(TÂCHE COURTE A)
Traduisez en anglais la phrase suivante du texte sur les moulins : « Nos rivières sont aménagées depuis des siècles, et même des millénaires en France et dans toute l'Europe de l'Ouest. »

──────

La destruction des ouvrages de retenue des moulins est un vaste sujet, puisque pas moins de 3 000 à 5 000 de ces chaussées ou seuils qui parsèment nos cours d'eau depuis des siècles ont été détruits. Je salue donc le travail des sénateurs qui nous ont beaucoup aidés à l'article 49 de la loi « Climat et résilience », indispensable pour mettre fin à ce phénomène.
Nos rivières sont aménagées depuis des siècles, et même des millénaires en France et dans toute l'Europe de l'Ouest. Au XVIIIe siècle, époque pour laquelle nous disposons d'une cartographie très précise, il y avait 100 000 moulins à eau, contre 30 000 à 50 000 aujourd'hui. Au même moment, un traité de pêche rédigé par l'académicien Duhamel du Monceau à la demande du roi Louis XVI en 1771 fait état de rivières françaises abondamment peuplées de toutes les espèces de poissons, y compris des migrateurs, pêchés notamment dans les chaussées des moulins. À l'époque, les enjeux étaient à peu près les mêmes qu'aujourd'hui : préserver la ressource l'été, irriguer, se prémunir contre les crues l'hiver. C'est ce qui explique que les moulins aient été souvent perchés et les rivières recalibrées, pour éviter qu'ils soient inondés lors des crues.

──────

(TÂCHE COURTE B)
Relevez dans les enregistrements chaque ligne contenant la chaîne « metal ». La casse doit être respectée.

──────

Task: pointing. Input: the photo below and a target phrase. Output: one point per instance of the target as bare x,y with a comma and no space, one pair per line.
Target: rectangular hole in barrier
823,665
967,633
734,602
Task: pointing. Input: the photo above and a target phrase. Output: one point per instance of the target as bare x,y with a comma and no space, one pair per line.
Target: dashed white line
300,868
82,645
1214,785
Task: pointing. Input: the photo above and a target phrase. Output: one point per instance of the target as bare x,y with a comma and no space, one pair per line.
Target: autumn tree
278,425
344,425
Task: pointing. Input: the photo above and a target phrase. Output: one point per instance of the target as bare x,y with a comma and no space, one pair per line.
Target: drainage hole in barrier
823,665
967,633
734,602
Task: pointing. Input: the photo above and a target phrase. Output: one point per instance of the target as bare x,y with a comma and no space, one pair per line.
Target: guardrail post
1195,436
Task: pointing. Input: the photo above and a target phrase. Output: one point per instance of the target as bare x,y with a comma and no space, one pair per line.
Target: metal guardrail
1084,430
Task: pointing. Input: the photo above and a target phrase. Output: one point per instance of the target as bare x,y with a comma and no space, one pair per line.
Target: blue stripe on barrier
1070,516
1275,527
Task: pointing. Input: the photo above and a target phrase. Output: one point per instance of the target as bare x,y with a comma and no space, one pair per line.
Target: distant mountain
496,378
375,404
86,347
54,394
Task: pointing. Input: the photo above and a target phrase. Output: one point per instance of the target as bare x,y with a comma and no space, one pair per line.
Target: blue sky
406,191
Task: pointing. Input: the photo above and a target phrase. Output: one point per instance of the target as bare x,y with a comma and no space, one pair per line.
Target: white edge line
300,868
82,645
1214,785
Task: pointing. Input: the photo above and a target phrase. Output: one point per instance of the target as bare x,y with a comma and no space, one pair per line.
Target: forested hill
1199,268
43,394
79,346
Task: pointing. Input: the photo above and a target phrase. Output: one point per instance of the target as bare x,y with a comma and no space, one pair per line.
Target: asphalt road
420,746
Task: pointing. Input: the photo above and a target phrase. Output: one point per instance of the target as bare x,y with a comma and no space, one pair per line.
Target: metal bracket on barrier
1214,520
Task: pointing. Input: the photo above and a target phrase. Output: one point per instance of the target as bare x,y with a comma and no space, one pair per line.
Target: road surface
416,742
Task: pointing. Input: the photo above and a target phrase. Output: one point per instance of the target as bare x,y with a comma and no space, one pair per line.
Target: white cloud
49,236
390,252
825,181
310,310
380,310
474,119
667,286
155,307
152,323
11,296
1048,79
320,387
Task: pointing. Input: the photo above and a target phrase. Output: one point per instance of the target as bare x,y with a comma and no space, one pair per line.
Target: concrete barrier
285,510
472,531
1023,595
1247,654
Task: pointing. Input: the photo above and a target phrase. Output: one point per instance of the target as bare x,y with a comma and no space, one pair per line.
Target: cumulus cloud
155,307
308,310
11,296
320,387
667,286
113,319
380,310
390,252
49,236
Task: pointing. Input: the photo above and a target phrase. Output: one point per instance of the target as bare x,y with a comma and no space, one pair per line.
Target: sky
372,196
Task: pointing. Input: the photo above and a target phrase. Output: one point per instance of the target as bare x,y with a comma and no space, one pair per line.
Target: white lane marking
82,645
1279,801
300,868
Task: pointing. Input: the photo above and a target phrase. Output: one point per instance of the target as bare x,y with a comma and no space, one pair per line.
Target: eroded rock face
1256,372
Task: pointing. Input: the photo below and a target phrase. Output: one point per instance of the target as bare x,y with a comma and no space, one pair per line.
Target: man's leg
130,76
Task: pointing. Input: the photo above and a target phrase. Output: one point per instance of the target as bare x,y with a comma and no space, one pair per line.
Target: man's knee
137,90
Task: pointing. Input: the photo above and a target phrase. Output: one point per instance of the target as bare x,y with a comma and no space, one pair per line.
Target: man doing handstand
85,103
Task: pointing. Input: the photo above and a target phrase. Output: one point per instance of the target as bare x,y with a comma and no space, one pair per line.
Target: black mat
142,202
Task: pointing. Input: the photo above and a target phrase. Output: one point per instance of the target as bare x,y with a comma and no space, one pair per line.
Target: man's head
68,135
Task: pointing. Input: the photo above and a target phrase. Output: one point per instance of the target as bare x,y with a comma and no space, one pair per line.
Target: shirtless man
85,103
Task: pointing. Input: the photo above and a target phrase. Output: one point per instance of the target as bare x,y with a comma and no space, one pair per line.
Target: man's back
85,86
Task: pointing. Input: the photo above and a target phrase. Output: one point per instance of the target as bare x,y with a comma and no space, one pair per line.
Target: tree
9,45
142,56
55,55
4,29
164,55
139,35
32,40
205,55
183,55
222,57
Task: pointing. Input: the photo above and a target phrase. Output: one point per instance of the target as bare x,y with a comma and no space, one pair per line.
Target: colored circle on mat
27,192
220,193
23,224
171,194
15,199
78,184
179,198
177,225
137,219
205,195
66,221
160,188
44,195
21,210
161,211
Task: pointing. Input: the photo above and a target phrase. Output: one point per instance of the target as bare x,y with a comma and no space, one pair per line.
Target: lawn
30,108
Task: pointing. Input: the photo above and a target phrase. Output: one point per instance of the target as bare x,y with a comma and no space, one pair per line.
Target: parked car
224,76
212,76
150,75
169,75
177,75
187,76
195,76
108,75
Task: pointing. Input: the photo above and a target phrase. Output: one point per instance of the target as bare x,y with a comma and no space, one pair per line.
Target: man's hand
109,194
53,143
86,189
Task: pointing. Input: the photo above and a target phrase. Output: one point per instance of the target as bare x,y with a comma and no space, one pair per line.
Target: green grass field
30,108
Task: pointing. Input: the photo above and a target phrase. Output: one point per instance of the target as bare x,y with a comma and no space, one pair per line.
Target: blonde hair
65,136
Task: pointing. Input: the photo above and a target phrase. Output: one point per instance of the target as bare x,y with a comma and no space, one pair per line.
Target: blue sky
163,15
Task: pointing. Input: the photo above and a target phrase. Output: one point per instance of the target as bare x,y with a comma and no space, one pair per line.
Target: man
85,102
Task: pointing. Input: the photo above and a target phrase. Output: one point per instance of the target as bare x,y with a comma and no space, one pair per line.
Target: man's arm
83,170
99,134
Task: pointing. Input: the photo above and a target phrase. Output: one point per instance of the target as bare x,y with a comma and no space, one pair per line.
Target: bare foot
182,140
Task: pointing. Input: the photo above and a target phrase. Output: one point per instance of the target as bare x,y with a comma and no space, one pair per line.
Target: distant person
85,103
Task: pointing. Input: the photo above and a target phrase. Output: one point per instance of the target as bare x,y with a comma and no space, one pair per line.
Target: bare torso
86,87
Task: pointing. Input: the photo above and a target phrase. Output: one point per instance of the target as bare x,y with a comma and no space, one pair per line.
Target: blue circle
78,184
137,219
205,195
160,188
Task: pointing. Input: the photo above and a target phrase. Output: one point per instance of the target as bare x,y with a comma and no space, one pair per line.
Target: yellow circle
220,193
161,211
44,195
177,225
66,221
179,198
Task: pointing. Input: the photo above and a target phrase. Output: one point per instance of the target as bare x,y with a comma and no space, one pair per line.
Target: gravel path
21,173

──────

(RÉPONSE COMPLÈTE A)
Our rivers have been developed for centuries, and even millennia, in France and throughout Western Europe.

(RÉPONSE COMPLÈTE B)
Target: metal guardrail
Target: metal bracket on barrier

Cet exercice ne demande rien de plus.